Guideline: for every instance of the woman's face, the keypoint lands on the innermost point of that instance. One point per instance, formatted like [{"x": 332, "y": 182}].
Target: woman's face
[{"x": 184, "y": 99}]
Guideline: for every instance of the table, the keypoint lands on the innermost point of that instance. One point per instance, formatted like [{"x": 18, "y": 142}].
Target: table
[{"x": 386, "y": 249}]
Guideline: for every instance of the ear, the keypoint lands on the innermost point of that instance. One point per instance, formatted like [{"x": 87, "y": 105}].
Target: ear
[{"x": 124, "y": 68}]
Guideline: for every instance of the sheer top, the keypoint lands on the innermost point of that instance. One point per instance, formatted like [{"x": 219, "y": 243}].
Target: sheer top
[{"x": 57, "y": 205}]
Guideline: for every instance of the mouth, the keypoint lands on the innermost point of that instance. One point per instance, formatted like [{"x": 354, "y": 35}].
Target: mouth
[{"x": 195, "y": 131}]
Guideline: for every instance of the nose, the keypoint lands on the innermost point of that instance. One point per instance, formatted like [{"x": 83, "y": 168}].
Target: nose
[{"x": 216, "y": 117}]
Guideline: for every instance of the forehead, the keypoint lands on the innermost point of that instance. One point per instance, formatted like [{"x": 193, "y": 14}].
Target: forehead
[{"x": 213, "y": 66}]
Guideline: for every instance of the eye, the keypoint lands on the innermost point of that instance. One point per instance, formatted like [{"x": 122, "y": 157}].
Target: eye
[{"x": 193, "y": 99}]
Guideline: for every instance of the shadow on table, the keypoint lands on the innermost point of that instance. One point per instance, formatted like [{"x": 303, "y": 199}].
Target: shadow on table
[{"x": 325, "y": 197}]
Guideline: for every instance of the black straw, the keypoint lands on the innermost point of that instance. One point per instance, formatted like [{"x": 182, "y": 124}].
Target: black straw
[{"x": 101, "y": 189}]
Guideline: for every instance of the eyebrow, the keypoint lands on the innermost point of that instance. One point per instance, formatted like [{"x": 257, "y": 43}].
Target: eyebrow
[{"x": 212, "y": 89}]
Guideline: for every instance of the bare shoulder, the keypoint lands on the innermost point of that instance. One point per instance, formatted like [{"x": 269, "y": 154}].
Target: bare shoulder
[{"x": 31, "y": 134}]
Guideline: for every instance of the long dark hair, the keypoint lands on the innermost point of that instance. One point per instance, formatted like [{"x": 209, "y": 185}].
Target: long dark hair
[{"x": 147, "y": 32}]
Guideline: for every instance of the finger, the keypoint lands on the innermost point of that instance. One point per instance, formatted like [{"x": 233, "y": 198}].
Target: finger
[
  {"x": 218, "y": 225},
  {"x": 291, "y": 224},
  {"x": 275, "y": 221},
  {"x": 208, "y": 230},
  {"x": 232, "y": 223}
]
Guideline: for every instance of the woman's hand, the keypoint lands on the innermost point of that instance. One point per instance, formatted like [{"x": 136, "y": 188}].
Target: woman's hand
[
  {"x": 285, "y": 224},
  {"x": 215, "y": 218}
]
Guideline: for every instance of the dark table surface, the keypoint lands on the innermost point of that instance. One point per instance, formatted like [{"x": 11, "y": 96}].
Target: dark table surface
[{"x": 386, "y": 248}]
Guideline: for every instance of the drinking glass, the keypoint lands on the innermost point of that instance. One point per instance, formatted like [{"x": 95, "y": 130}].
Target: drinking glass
....
◆ Task instructions
Every line from the start of the listing through the line with "Guideline: for every instance of the table, the" should be reproduced exactly, and no other line.

◆ Reply
Guideline: for every instance of the woman's face, the keypoint lands on the innermost point of that instance. One point per instance, formatted like [{"x": 332, "y": 182}].
Target: woman's face
[{"x": 184, "y": 99}]
Guideline: for every instance of the table, the keypoint lands on the innermost point of that instance. One point per instance, formatted like [{"x": 18, "y": 142}].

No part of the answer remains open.